# [SELECTED EXTRACT]
########
In its motion for partial summary judgment, which is brought with respect to the First,
Third and Fourth Causes of Action, Prompt seeks to recover from Chic and YX1 amounts due
under invoices that are based upon a rate of $0.43 per cubic foot. (See Pl.’s 9/30/24 Mot. at PDF
pp. 16-22.) In their motion for summary judgment, Defendants seek dismissal of the Amended
Complaint, arguing that Prompt breached the Agreement by purporting to terminate the
Agreement and by seeking to collect monies not owed. (Defs.’ 9/30/24 Mem., ECF No. 57-1, at 510, 12-13.) Defendants also seek judgment on their counterclaims. (Id. at 10-12.)
SUMMARY JUDGMENT LEGAL STANDARDS
Summary judgment is appropriate where there are no genuine issues of material fact and
the movant is entitled to judgment as a matter of law. See Fed. R. Civ. P. 56(c); Anderson v. Liberty
Lobby, Inc., 477 U.S. 242, 247-50 (1986). The moving party has the initial burden of demonstrating
the absence of a disputed issue of material fact. See Celotex Corp. v. Catrett, 477 U.S. 317, 321-
5
23 (1986). “A fact is ‘material’ for these purposes when it ‘might affect the outcome of the suit
under the governing law.’” Jeffreys v. City of New York, 426 F.3d 549, 553 (2d Cir. 2005) (quoting
Anderson, 477 U.S. at 248). A dispute concerning a material fact is genuine if “the evidence is
such that a reasonable jury could return a verdict for the nonmoving party.” Id. (quoting
Anderson, 477 U.S. at 248).
“[A]t the summary judgment stage, the district court is not permitted to make credibility
determinations or weigh the evidence . . ..” Kee v. City of New York, 12 F.4th 150, 166 (2d Cir.
########
# [REQUESTS]
• a. Decide whether each statement agrees with the summary judgment excerpt, answering yes or no and quoting the deciding words: (i) Prompt's invoices are based on a rate of $0.43 per cubic foot; (ii) the moving party must first show that a disputed issue of material fact exists; (iii) at the summary judgment stage, the district court may weigh the evidence.
• b. Carry the summary judgment excerpt forward by a few sentences, starting after its final line.
########
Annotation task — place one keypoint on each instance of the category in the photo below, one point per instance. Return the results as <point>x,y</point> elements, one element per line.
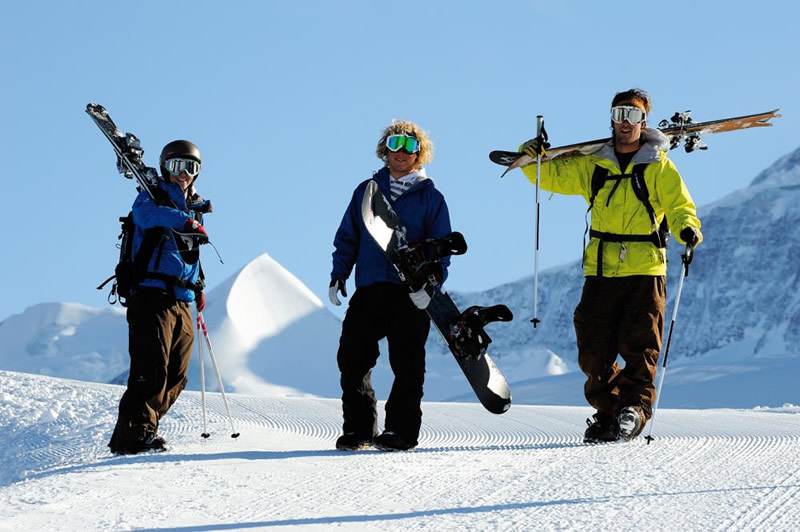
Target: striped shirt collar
<point>400,185</point>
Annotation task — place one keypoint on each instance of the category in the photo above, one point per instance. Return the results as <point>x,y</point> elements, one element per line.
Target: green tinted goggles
<point>177,166</point>
<point>402,142</point>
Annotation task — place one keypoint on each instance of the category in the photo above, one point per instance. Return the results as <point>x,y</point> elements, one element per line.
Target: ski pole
<point>202,323</point>
<point>539,132</point>
<point>686,259</point>
<point>205,433</point>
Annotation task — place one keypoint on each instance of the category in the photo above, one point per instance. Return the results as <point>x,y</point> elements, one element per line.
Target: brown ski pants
<point>160,339</point>
<point>622,316</point>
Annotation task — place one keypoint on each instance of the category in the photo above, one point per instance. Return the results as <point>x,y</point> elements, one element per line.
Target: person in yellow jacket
<point>634,192</point>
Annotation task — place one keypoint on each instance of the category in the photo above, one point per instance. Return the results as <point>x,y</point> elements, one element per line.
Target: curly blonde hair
<point>404,127</point>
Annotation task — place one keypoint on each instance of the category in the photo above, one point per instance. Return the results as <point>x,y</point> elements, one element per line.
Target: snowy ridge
<point>66,340</point>
<point>526,469</point>
<point>262,317</point>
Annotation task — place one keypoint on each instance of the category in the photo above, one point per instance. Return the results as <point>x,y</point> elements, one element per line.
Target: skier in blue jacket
<point>167,278</point>
<point>382,306</point>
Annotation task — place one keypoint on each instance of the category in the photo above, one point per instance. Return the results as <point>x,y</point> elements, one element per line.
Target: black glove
<point>535,146</point>
<point>194,228</point>
<point>690,235</point>
<point>337,285</point>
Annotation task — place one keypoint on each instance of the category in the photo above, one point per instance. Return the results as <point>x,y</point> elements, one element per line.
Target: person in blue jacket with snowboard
<point>382,306</point>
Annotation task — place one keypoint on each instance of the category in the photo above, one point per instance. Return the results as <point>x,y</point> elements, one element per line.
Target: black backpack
<point>131,270</point>
<point>125,277</point>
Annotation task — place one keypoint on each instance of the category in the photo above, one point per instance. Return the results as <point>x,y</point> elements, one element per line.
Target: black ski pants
<point>377,311</point>
<point>160,339</point>
<point>621,316</point>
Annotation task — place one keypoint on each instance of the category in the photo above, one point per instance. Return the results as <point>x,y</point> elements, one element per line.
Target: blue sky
<point>286,100</point>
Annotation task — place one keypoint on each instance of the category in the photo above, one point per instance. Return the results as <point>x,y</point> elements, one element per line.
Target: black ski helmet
<point>178,149</point>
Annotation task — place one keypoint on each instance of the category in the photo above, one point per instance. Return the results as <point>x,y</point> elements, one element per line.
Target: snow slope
<point>524,470</point>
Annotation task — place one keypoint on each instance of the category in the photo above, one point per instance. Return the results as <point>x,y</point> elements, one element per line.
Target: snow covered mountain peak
<point>783,172</point>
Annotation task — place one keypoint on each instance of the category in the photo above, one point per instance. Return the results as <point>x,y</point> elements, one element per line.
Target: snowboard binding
<point>468,336</point>
<point>419,263</point>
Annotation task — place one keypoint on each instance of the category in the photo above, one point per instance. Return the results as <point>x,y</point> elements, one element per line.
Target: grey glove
<point>690,236</point>
<point>420,298</point>
<point>337,285</point>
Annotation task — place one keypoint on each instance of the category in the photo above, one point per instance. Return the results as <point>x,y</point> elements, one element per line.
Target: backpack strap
<point>660,233</point>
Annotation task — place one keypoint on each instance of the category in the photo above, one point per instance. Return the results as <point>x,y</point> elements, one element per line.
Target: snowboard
<point>680,128</point>
<point>463,332</point>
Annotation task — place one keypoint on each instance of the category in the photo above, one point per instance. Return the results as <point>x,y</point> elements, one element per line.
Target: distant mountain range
<point>273,336</point>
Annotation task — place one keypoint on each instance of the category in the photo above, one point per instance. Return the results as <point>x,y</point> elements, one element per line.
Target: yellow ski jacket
<point>618,211</point>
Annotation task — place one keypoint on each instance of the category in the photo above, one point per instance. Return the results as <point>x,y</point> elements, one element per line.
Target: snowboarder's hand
<point>535,147</point>
<point>337,285</point>
<point>194,228</point>
<point>200,301</point>
<point>420,298</point>
<point>691,236</point>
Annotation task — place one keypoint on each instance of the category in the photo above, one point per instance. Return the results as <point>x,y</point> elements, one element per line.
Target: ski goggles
<point>402,142</point>
<point>632,114</point>
<point>177,166</point>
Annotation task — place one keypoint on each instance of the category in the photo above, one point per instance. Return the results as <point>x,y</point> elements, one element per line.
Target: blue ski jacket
<point>424,213</point>
<point>166,258</point>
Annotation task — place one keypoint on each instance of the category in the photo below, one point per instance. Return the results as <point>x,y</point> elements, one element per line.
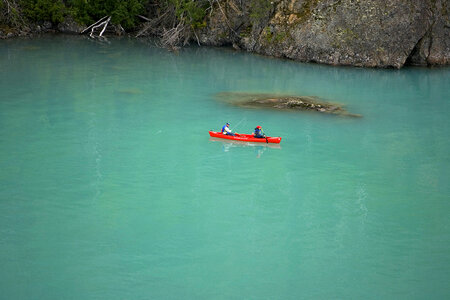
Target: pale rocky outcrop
<point>368,33</point>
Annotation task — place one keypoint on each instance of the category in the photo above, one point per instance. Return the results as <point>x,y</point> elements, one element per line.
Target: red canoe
<point>245,137</point>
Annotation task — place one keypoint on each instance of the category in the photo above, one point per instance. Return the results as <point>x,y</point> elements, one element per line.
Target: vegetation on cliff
<point>366,33</point>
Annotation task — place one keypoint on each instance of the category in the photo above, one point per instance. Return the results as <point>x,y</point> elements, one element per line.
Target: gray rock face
<point>368,33</point>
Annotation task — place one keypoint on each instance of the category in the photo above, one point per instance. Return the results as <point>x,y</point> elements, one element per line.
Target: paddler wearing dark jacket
<point>259,133</point>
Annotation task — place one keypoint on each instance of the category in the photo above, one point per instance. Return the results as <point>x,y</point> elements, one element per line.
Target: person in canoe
<point>226,129</point>
<point>259,133</point>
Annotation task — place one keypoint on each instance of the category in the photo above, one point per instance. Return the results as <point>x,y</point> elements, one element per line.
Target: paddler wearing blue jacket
<point>226,129</point>
<point>259,133</point>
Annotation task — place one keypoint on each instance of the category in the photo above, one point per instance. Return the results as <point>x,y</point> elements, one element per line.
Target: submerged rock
<point>283,102</point>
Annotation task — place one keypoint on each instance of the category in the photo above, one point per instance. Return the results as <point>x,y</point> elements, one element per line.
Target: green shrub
<point>44,10</point>
<point>121,12</point>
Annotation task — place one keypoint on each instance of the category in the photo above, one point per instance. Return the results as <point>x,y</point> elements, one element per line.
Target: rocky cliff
<point>368,33</point>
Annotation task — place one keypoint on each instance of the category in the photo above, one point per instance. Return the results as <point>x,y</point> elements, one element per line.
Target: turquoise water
<point>112,189</point>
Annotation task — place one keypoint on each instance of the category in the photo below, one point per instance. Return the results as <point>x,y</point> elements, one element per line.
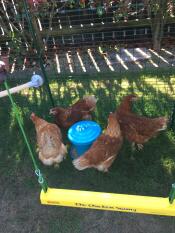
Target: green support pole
<point>41,179</point>
<point>172,118</point>
<point>38,52</point>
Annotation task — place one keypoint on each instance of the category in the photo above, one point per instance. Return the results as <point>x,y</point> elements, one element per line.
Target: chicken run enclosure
<point>108,49</point>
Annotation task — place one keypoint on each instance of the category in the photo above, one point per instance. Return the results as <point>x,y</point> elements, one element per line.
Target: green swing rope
<point>39,52</point>
<point>38,173</point>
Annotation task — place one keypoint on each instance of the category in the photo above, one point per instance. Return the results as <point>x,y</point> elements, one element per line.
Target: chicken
<point>81,110</point>
<point>49,139</point>
<point>138,129</point>
<point>104,150</point>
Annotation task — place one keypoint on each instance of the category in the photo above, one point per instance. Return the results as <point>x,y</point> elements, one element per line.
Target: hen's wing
<point>49,140</point>
<point>136,124</point>
<point>103,148</point>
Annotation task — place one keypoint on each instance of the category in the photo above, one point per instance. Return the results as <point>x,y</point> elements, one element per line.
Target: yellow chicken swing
<point>96,200</point>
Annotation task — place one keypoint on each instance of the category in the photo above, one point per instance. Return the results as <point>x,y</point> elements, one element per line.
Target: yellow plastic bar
<point>108,201</point>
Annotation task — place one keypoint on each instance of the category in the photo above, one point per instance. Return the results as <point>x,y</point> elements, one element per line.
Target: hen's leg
<point>133,146</point>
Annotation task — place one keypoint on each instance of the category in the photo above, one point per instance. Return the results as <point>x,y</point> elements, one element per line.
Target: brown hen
<point>104,150</point>
<point>138,129</point>
<point>81,110</point>
<point>49,139</point>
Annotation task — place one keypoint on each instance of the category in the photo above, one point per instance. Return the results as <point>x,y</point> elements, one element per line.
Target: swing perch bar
<point>96,200</point>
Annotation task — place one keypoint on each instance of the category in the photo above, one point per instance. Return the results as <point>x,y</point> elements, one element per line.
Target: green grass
<point>150,173</point>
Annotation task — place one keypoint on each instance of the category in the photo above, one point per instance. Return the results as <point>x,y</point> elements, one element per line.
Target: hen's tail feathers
<point>81,163</point>
<point>162,121</point>
<point>63,150</point>
<point>91,101</point>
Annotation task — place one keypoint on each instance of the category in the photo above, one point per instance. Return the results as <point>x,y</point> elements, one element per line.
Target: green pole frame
<point>41,179</point>
<point>38,52</point>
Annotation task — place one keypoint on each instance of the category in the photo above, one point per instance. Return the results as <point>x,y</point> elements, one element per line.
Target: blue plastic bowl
<point>82,134</point>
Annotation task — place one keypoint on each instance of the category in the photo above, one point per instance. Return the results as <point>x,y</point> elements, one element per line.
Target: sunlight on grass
<point>169,165</point>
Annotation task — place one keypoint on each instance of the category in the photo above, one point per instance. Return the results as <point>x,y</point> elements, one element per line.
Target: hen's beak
<point>51,112</point>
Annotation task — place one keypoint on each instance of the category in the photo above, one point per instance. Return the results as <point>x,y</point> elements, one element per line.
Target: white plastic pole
<point>36,81</point>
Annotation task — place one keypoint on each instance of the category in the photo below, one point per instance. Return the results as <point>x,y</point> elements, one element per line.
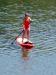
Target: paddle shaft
<point>18,35</point>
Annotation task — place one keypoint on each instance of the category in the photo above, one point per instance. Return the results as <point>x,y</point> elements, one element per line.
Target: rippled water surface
<point>42,58</point>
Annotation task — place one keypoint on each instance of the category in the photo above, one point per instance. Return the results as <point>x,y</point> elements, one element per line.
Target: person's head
<point>27,14</point>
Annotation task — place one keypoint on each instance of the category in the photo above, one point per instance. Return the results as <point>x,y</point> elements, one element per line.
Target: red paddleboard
<point>26,44</point>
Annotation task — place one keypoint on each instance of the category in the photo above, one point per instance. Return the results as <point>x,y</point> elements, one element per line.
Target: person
<point>26,26</point>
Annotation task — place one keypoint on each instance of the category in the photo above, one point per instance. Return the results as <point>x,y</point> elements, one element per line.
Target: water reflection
<point>25,54</point>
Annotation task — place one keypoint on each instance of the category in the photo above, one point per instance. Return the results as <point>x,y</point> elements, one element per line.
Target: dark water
<point>42,59</point>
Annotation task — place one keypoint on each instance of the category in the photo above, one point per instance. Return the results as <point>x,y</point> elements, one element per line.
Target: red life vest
<point>26,23</point>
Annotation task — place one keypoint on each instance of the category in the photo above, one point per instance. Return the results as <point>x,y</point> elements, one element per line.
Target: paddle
<point>18,35</point>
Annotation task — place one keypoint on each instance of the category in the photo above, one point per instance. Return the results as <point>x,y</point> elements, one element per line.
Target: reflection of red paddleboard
<point>25,44</point>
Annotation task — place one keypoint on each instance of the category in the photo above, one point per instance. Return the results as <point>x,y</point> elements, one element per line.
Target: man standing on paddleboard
<point>26,26</point>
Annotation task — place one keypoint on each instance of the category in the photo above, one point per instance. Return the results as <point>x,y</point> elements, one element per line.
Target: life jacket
<point>26,23</point>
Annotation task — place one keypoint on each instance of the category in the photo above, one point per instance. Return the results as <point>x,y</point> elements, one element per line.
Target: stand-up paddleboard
<point>26,44</point>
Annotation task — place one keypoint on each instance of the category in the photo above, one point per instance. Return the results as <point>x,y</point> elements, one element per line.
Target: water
<point>42,58</point>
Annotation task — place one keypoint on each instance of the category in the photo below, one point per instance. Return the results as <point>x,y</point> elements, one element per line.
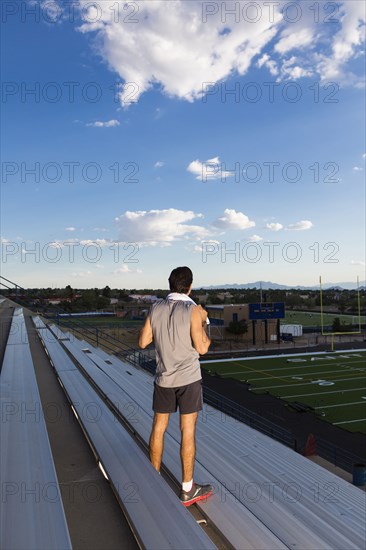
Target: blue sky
<point>182,133</point>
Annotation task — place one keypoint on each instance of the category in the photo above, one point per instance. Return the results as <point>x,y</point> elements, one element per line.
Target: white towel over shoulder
<point>175,296</point>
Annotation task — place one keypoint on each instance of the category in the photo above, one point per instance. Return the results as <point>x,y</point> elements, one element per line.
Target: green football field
<point>307,318</point>
<point>333,384</point>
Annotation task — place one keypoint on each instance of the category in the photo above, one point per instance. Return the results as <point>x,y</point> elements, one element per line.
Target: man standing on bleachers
<point>178,328</point>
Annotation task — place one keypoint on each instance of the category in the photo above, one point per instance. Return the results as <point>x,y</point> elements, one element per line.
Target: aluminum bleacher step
<point>32,514</point>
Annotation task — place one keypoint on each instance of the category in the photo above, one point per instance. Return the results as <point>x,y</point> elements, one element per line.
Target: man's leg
<point>160,424</point>
<point>188,446</point>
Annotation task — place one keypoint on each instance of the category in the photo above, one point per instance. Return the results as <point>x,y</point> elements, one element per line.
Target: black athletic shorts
<point>187,398</point>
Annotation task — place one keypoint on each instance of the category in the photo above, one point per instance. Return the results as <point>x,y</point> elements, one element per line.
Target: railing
<point>337,456</point>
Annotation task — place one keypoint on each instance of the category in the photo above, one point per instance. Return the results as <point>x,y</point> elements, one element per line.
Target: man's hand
########
# [EXERCISE RESULTS]
• a.
(i) Yes: "amounts due under invoices that are based upon a rate of $0.43 per cubic foot"
(ii) No: "The moving party has the initial burden of demonstrating the absence of a disputed issue of material fact."
(iii) No: "[A]t the summary judgment stage, the district court is not permitted to make credibility determinations or weigh the evidence"

• b.
2021). It must “consider the record in the light most favorable to the non-movant” and “resolve
all ambiguities and draw all factual inferences in favor of the non-movant if there is a genuine
dispute as to those facts.” Loreley Fin. (Jersey) No. 3 Ltd. v. Wells Fargo Sec., LLC, 13 F.4th 247,
259 (2d Cir. 2021) (internal quotation marks and citation omitted). When confronted with crossmotions for summary judgment, courts analyze “each motion separately, in each case construing
the evidence in the light most favorable to the non-moving party.” Quest Shipping Ltd. v. Am.
Club, 612 F. Supp. 3d 373, 379-80 (S.D.N.Y. 2020) (cleaned up).
“[T]he district court may not properly consider the record in piecemeal fashion; rather, it
must ‘review all of the evidence in the record.’” S. Katzman Produce Inc. v. Yadid, 999 F.3d 867,
877 (2d Cir. 2021) (quoting Reeves v. Sanderson Plumbing Prod., Inc., 530 U.S. 133, 150 (2000)).
“[T]he district court’s task on a summary judgment motion—even in a nonjury case—is to
determine whether genuine issues of material fact exist for trial, not to make findings of fact.”
O’Hara v. Nat’l Union Fire Ins. Co. of Pittsburgh, PA, 642 F.3d 110, 116 (2d Cir. 2011) (citing Vona
v. Cnty. of Niagara, 119 F.3d 201, 205 n.4 (2d Cir. 1997)).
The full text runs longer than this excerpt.